#### [What the task asks]
In the stretch from the line containing "# test: point at every instance of the drooping" through the end of the material, switch "marker" to "dot" and give those lines again with nothing else changed.
-------- Data to process --------
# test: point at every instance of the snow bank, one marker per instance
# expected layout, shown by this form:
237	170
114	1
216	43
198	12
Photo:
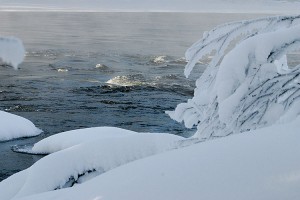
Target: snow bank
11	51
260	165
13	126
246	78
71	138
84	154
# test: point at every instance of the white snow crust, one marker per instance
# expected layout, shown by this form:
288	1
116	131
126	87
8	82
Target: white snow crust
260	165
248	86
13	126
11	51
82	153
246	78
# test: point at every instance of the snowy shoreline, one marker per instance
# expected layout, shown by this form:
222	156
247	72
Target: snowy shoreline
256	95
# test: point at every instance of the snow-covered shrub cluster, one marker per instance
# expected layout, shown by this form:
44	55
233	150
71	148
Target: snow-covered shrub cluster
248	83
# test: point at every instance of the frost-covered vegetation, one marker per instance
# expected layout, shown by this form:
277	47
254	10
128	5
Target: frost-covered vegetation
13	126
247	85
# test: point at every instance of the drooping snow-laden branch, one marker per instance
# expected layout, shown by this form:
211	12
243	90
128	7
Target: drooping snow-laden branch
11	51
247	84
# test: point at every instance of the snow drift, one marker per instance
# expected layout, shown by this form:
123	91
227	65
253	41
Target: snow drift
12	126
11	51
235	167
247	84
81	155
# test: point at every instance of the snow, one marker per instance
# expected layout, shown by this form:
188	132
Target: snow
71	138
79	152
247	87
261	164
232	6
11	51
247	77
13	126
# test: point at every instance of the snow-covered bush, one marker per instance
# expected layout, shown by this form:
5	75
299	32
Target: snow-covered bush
--------
#### [Answer to the exercise]
# test: point at every instance of the drooping snow-laden branch, one dot per instance
# expected layout, shown by this form:
211	12
243	90
128	7
Target: drooping snow-laden branch
11	51
247	84
# test: point at every instance of the snow drift, one dot per instance
# expected layout, shown by this form:
123	91
227	65
253	41
Target: snow drift
12	126
11	51
235	167
247	84
81	155
# test: point at every instance of the snow, one dot per instance
# expected layout, shown by this form:
188	132
Target: snow
71	138
79	152
247	87
261	164
232	6
11	51
247	77
13	126
# test: point at every instance of the snow-covered bush, one dot per instance
# expected layout, shown by this form:
5	75
299	32
Target: snow-covered bush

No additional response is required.